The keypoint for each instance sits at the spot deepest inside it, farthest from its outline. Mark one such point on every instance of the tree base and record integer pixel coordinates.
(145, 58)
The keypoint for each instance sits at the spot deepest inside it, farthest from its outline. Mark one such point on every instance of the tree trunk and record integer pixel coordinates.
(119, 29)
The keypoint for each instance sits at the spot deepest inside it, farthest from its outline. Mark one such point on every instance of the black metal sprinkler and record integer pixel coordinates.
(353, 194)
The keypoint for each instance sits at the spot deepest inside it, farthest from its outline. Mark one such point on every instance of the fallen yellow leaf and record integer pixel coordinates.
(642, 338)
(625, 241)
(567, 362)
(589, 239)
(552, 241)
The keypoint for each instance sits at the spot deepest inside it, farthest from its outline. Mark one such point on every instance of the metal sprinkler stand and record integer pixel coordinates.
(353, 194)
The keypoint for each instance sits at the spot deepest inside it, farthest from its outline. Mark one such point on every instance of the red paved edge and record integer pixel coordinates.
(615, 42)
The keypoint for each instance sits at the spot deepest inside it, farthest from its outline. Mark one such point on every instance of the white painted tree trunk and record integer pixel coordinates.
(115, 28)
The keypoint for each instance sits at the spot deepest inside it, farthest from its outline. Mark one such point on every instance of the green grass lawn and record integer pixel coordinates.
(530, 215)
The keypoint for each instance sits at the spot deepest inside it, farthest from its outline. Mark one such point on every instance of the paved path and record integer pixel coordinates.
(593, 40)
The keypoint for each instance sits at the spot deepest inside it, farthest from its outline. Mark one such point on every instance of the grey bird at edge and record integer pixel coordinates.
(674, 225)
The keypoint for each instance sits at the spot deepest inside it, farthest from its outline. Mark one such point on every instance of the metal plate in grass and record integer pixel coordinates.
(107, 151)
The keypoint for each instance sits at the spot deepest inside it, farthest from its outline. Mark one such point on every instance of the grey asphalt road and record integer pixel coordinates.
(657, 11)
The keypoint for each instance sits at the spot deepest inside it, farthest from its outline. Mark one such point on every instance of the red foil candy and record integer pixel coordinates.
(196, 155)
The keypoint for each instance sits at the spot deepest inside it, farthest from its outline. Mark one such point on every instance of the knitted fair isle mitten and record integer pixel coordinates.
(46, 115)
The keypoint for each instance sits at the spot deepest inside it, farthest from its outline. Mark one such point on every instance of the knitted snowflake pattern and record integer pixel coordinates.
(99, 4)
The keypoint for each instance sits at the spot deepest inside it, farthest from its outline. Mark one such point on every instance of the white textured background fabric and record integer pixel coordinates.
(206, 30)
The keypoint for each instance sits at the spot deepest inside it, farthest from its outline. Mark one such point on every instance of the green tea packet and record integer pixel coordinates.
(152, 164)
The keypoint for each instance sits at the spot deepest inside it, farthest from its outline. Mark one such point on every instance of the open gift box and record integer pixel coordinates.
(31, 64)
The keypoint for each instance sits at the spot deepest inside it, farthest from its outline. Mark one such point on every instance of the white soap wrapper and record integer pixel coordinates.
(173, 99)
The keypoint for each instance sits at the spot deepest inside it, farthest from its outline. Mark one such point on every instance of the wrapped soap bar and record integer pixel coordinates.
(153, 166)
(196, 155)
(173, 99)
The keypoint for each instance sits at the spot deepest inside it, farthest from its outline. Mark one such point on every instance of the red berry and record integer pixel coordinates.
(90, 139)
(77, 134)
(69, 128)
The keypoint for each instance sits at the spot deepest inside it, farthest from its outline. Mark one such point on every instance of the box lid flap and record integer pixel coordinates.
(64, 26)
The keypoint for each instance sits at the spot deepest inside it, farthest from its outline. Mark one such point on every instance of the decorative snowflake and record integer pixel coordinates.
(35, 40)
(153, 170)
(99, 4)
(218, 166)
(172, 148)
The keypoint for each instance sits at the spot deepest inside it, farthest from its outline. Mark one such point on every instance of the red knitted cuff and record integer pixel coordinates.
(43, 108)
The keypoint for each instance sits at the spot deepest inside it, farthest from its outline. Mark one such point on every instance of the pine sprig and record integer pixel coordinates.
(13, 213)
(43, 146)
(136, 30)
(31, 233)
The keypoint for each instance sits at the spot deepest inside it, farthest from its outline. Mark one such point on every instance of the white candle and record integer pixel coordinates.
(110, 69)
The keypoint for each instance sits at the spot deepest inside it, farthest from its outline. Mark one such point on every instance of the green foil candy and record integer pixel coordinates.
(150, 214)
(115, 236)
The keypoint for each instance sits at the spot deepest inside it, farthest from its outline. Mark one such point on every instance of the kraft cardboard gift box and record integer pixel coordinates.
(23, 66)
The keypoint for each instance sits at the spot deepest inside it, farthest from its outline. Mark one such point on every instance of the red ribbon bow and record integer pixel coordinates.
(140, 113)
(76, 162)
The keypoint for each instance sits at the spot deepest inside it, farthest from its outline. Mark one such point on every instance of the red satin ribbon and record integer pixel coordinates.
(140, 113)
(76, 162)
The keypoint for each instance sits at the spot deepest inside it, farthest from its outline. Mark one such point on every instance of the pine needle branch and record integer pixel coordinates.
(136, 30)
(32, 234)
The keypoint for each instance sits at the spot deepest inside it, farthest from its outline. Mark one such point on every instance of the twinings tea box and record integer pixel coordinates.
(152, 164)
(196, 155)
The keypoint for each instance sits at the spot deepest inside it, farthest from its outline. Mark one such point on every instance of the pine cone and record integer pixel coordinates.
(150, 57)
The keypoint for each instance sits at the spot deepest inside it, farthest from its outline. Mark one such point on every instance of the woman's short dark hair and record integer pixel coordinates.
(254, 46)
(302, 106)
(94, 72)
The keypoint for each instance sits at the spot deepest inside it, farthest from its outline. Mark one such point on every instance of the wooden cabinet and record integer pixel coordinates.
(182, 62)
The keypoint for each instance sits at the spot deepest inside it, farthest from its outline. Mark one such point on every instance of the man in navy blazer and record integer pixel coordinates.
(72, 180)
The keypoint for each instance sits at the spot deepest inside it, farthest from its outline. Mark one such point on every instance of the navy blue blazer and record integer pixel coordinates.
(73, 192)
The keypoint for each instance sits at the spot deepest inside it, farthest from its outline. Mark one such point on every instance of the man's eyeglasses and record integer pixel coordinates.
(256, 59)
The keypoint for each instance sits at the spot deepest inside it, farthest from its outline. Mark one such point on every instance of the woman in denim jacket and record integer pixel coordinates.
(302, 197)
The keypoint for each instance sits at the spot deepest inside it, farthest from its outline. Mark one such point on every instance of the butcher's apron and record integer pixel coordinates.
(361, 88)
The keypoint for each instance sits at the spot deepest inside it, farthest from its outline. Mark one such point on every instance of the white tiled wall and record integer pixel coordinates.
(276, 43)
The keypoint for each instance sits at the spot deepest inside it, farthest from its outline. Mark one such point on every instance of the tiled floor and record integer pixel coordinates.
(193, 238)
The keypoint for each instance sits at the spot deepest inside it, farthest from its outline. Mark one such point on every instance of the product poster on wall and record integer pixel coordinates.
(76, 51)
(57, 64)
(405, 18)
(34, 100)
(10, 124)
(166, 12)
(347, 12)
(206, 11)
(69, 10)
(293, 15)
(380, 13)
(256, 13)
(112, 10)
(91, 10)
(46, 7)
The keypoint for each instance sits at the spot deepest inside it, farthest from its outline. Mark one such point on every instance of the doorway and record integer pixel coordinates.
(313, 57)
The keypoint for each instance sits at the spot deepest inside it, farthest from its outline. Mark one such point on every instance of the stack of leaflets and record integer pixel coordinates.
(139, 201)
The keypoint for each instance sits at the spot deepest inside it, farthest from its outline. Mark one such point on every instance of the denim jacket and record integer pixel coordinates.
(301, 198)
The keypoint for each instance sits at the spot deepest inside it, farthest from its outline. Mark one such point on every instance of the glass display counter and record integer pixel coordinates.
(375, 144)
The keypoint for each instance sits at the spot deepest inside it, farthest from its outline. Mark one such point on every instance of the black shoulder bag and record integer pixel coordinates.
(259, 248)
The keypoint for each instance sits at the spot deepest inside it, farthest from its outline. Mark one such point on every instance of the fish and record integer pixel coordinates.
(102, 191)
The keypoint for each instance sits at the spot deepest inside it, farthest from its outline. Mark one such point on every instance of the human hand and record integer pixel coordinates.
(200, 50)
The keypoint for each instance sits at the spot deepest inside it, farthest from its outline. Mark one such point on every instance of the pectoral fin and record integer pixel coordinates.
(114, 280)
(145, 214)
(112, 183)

**Written task:** Give the lines of the listing from the one containing "leaflets and record integer pixel coordinates." through the last line, both included, as a numbered list, omitting any blank lines.

**Exercise answer:**
1. The keypoint for each instance sits at the spot deepest inside it, farthest from its outline. Mark one such point on every instance of the stack of leaflets and record integer pixel coordinates.
2. (139, 201)
3. The keypoint for each instance sits at the spot deepest inside it, farthest from its outline. Mark one such point on every instance of the denim jacket and record integer pixel coordinates.
4. (301, 198)
5. The keypoint for each instance sits at the spot deepest inside it, farthest from its outline. Mark one such point on every instance of the glass display counter and record integer pixel coordinates.
6. (375, 144)
7. The keypoint for each instance sits at the spot deepest inside it, farthest from its outline. Mark one such point on every instance of the black shoulder bag and record integer pixel coordinates.
8. (259, 248)
9. The keypoint for each instance sits at the spot deepest inside it, farthest from its outline. Mark one such point on every instance of the fish and record integer pixel coordinates.
10. (102, 191)
11. The keypoint for each instance sits at the spot deepest inside it, farthest from its outline. Mark one such point on every instance of the human hand and record integer pixel coordinates.
12. (200, 50)
13. The keypoint for each instance sits at the spot deepest inside it, farthest from its outline. Mark one such point on every instance of the pectoral fin and record integer pixel coordinates.
14. (114, 280)
15. (145, 214)
16. (112, 183)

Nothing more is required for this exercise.